(Saved entries)
----------------------------------------
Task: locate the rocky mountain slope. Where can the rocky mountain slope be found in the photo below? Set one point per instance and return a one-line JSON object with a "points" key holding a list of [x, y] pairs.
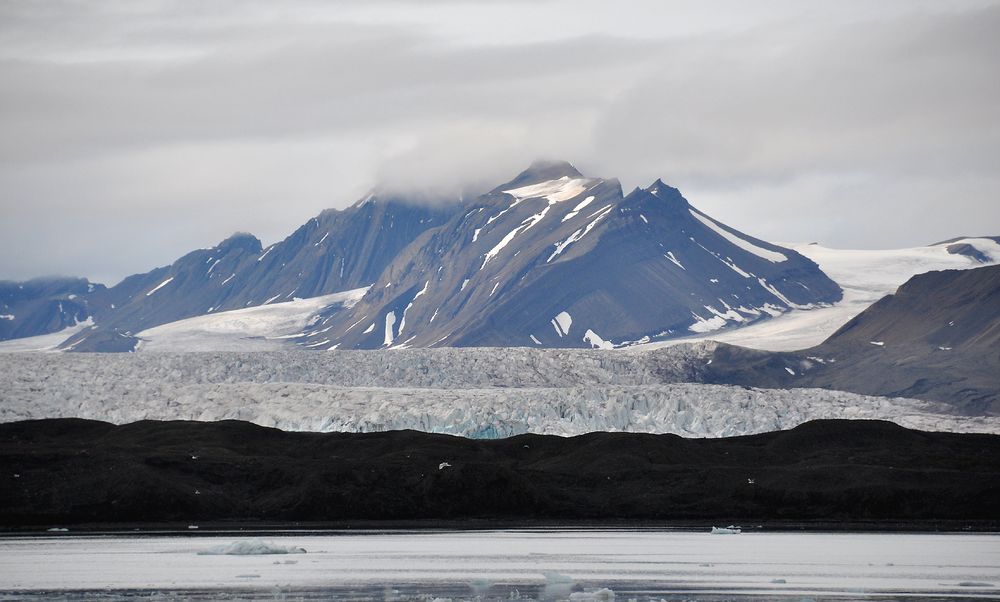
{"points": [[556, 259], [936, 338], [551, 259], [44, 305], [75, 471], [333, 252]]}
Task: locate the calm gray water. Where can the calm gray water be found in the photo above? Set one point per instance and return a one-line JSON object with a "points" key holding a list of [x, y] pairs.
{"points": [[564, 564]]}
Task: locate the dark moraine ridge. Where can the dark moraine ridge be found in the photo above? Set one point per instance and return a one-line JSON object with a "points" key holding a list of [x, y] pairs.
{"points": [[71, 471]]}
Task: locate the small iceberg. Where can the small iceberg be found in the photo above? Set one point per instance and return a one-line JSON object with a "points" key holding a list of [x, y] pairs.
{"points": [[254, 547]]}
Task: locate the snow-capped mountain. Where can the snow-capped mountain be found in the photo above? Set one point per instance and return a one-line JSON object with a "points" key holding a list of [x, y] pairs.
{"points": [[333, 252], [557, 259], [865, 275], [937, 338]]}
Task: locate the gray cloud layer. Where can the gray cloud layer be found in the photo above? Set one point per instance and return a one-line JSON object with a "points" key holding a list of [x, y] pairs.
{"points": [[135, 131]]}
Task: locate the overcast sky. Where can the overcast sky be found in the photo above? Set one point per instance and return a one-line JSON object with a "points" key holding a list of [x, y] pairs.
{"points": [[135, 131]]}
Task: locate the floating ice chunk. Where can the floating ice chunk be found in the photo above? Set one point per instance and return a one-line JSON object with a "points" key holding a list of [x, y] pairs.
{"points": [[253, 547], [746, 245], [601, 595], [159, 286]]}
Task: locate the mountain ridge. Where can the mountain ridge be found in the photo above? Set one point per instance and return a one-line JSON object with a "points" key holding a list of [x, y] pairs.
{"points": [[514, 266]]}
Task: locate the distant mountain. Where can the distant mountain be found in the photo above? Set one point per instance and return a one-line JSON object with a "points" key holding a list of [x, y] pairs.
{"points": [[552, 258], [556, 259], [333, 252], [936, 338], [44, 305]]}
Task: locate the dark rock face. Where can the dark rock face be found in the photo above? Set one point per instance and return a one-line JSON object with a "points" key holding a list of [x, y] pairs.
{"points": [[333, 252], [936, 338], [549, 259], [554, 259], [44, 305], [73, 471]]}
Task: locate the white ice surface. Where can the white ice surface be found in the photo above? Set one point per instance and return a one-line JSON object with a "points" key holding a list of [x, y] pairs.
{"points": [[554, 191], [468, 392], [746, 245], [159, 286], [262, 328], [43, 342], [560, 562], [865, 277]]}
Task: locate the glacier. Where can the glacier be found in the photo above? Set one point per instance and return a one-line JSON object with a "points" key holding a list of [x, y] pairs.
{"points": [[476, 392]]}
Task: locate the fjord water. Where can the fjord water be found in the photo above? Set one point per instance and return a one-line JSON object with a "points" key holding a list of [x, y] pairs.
----------------------------------------
▶ **What you are asked to do**: Leave out the pictures, then give all the records again exactly.

▶ **Written answer**:
Task: locate the rocky mountain slope. Where can the rocky mountain slope be found in the photo below? Set one point per instance and return a one-line JSON object with a "points" key holding a list of [x, y] pairs.
{"points": [[556, 259], [936, 338], [551, 259], [44, 305], [75, 471], [333, 252]]}
Task: locate the calm gray water. Where can the calm gray water be found in the photo above? Set one point per instance and return a one-line JSON object with a "points" key holding a list of [x, y] pairs.
{"points": [[564, 564]]}
Task: locate the dark moraine ridge. Where can the dark moraine ridge be found in the photo above? Set one point per instance and return a one-line JSON object with a "points" key holding a list of [x, y] pairs.
{"points": [[71, 471]]}
Task: locate the small iceberg. Where can the small iceberg be found in the photo above? Set one point per instance and return a one-line JSON object with a "points" key holding a list of [x, y] pairs.
{"points": [[254, 547]]}
Task: locate the snow-capped mountain. Where can the snow-capped mountain be found in the photo above? Set one point per instance and return a one-line JSON object with a "points" key holding a list of [x, y] pairs.
{"points": [[333, 252], [557, 259], [865, 275], [937, 338]]}
Task: locate the gray cloud layer. Where can the gray cloud layer be found in the photo above? Set one point per instance and return a one-line JSON object with a "points" key holding a list of [x, y] pairs.
{"points": [[135, 131]]}
Task: locate the overcast sky. Where can the overcast sky be found in the photo above? Set one point per instance and return a one-line JSON object with a "points" key holding a list of [x, y] pairs.
{"points": [[135, 131]]}
Task: locate the floating ice chunk. Where can the floating ice chunk be found in the photo above? Set one point per instance and return a one-line JSON object with a "points" key holding a list of [x, y] pairs.
{"points": [[253, 547], [746, 245], [601, 595], [159, 286]]}
Task: locate the mountain ridge. Where can the mountain ridge be found in the photo above? Set one point per instance and return a one-line JSON object with a "points" key holding a list of [x, y] pairs.
{"points": [[514, 266]]}
Task: locate the distant mountain. Where can the distant mountain be found in the photo above? Set one point per instance and return a one-line JSON object with a "points" key holding a list of [x, y] pairs.
{"points": [[552, 258], [556, 259], [333, 252], [936, 338], [44, 305]]}
Task: locate the dark rock face. Where can the dark rock face be found in the photo above? Set one point per instance and return a one-line JSON object with a "points" key holding a list of [x, y] pairs.
{"points": [[333, 252], [936, 338], [549, 259], [554, 259], [44, 305], [73, 471]]}
Task: locate the white ice surface. Where can the white ice surface be found in the photo above? Set one point per instance and return a one-line JSON object with a "points" key holding a list of [x, y] pairs.
{"points": [[554, 191], [468, 392], [746, 245], [159, 286], [262, 328], [43, 342], [560, 562], [865, 277]]}
Task: locate the glacier. Where can the glacier be found in the photo above? Set one point per instance and return a one-line JSON object with a "points" key holding a list of [x, y] pairs.
{"points": [[476, 392]]}
Task: locate the fjord water. Where can the fjord water be found in the photo above? Set one point per instance and return a one-line JSON object with a "points" key holding a list of [x, y] pairs.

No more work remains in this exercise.